> DO THIS:
Rewrite every line of the listing below as a JSON list of strings, one string per line, with blank lines left out.

━━━━━━━━━━

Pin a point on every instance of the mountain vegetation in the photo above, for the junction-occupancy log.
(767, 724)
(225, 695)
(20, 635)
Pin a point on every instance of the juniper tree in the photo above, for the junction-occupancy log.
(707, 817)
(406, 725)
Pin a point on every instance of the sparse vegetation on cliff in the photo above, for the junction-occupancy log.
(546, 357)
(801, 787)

━━━━━━━━━━

> FINISHED TASK:
[
  "Pin a point on every instance of the mountain vegetation in the photo above, for the junction-occupancy log.",
  "(767, 724)",
  "(225, 695)",
  "(20, 635)",
  "Pin a point on every instance of the juniper tree in the photo above, for the junction-occupancy log.",
  "(707, 817)",
  "(406, 725)",
  "Pin a point on every instance of the sparse vegetation on cliff in the photo above, for the junction-occupancy log.",
  "(546, 357)",
  "(801, 787)"
]